DOCUMENT PASSAGE:
* * * *

Last week – I wrote about a very popular vegetable.  It is rare that carrots are not loved by young and old.  So, today – let’s change that up a bit – and, perhaps, a ‘not so favorite’ vegetable.

Today’s ‘farmaceutical’ – Brussels sprouts!

brussels-sprouts

Brussels sprouts are not always loved. But, when cooked correctly – they are an incredible addition to any nutritional plan.  If I had to guess – if you don’t like them – you object to the pungent, sulfur-like smell that they have when they are overcooked. However, well-prepared sprouts have a delicate flavor!

Brussels sprouts most likely get their name because they were popular in Brussels, Belgium in the 13th century. And, that popularity spread throughout Northern Europe during the 1500 and 1600’s.  They were brought to North America in the 18th century and are now mainly grown in coastal areas of northern California.

Brussels sprouts are small compact buds that look like miniature cabbages. They are part of the Brassica family and related to – you guessed it cabbage. They are also related to broccoli, collard greens, and kale. Brussel sprouts are generally a cold weather crop and prefer cool weather for growing conditions. It is actually said that Brussels sprouts taste sweeter when they undergo a light frost.

* * * *

Referring expression pointing data:
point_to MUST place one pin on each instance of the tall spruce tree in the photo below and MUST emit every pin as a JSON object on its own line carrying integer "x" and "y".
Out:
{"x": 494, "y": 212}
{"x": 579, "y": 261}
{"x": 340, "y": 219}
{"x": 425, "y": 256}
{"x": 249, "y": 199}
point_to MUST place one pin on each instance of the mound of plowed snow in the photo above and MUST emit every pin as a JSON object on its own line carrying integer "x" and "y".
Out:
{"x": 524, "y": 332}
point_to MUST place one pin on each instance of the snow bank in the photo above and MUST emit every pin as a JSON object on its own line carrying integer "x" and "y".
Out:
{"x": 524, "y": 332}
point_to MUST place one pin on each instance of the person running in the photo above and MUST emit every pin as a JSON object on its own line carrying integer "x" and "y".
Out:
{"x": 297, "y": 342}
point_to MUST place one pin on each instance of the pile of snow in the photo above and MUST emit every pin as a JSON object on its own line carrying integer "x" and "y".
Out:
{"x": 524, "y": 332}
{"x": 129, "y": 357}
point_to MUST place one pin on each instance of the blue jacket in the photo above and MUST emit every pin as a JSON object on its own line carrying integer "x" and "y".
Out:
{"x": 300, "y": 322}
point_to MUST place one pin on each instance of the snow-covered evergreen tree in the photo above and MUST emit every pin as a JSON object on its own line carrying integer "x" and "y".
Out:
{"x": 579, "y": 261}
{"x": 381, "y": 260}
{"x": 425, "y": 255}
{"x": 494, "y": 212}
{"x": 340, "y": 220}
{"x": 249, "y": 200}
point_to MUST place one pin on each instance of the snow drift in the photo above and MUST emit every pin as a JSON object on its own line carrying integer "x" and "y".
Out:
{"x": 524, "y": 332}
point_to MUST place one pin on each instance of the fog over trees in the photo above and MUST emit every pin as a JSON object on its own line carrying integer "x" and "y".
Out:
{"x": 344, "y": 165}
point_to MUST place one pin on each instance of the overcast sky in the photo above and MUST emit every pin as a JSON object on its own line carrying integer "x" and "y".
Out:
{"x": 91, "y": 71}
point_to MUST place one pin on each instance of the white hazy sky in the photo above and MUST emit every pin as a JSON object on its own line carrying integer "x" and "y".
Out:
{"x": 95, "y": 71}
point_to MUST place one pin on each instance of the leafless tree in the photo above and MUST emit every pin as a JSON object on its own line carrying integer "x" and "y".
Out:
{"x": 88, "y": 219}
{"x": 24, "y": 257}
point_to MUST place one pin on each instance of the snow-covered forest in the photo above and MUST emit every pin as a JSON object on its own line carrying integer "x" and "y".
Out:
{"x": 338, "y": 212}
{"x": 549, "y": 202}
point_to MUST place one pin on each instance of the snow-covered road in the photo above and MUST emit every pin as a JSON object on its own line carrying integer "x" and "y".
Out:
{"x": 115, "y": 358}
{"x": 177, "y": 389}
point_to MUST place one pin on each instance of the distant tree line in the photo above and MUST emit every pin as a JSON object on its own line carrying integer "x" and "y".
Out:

* * * *

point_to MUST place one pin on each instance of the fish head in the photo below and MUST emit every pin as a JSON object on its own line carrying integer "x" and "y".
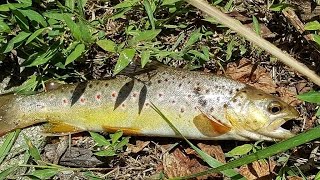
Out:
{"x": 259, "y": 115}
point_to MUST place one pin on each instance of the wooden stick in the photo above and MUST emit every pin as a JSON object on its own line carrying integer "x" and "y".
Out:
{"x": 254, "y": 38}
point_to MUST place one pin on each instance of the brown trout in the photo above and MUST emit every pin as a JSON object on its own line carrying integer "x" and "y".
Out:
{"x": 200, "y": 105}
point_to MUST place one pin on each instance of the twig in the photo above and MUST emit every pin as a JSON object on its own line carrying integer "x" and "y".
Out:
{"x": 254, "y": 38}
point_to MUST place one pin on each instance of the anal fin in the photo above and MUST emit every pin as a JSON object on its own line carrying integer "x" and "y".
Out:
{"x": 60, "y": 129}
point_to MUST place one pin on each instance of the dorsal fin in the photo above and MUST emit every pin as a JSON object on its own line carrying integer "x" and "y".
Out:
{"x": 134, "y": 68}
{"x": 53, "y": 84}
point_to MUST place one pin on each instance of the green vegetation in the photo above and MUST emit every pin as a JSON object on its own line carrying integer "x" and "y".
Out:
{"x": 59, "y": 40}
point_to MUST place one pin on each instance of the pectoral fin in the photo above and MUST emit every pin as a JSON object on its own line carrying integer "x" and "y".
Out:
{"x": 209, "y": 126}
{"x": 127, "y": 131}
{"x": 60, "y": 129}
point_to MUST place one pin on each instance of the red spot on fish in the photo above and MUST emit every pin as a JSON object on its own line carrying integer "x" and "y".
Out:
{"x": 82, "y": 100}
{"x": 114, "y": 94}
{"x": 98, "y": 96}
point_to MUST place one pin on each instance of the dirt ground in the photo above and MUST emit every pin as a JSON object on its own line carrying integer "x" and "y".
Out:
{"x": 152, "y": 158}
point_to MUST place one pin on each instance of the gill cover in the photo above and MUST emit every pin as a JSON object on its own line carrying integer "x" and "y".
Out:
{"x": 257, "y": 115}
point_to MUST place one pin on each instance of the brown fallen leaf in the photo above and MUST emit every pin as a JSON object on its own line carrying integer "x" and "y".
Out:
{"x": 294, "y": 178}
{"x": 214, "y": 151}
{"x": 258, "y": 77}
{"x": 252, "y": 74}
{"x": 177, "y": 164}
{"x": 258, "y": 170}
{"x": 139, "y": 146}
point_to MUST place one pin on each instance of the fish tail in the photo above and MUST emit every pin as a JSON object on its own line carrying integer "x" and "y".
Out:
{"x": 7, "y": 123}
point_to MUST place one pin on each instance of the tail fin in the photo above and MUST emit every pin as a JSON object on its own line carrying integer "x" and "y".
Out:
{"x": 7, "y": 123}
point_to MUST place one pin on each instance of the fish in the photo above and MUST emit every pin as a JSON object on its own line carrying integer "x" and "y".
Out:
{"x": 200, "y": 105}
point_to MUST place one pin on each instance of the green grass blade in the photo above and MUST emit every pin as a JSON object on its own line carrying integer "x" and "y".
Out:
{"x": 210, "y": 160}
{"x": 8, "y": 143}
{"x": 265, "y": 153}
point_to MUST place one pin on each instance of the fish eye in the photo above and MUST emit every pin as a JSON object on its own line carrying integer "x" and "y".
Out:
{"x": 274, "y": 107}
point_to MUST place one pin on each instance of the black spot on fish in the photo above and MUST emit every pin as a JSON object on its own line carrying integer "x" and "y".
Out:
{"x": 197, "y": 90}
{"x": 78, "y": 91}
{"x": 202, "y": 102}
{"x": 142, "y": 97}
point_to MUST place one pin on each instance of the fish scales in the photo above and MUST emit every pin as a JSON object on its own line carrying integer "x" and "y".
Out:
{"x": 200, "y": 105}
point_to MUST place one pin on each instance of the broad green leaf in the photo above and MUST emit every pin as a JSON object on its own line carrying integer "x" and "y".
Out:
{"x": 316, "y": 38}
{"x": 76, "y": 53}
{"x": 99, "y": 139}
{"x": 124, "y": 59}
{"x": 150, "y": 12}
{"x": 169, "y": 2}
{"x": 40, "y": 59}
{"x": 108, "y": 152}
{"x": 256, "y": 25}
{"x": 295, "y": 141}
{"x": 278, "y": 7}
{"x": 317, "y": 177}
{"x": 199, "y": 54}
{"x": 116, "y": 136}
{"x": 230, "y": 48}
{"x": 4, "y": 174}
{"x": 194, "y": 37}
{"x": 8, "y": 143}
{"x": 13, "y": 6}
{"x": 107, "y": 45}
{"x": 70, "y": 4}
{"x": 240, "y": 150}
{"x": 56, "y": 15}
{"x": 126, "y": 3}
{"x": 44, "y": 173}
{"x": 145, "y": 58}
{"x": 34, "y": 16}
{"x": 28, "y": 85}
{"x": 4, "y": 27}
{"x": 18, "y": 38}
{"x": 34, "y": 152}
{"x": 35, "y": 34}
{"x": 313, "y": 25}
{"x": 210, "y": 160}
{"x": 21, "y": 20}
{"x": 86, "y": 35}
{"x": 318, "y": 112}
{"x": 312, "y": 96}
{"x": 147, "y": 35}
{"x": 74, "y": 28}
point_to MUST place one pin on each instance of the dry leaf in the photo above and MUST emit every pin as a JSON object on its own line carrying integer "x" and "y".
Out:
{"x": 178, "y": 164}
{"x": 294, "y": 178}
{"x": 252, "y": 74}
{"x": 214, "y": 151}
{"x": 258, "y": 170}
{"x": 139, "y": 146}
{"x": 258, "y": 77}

* * * *

PROBLEM 1:
Rewrite the Brussels sprouts article between "Brussels sprouts are small" and "a light frost.", inclusive, changing "miniature cabbages" to "tiny cabbages".
PROBLEM 2:
According to the Brussels sprouts article, in what century were Brussels sprouts brought to North America?

WRITTEN SOLUTION 1:
Brussels sprouts are small compact buds that look like tiny cabbages. They are part of the Brassica family and related to – you guessed it cabbage. They are also related to broccoli, collard greens, and kale. Brussel sprouts are generally a cold weather crop and prefer cool weather for growing conditions. It is actually said that Brussels sprouts taste sweeter when they undergo a light frost.

WRITTEN SOLUTION 2:
The 18th century.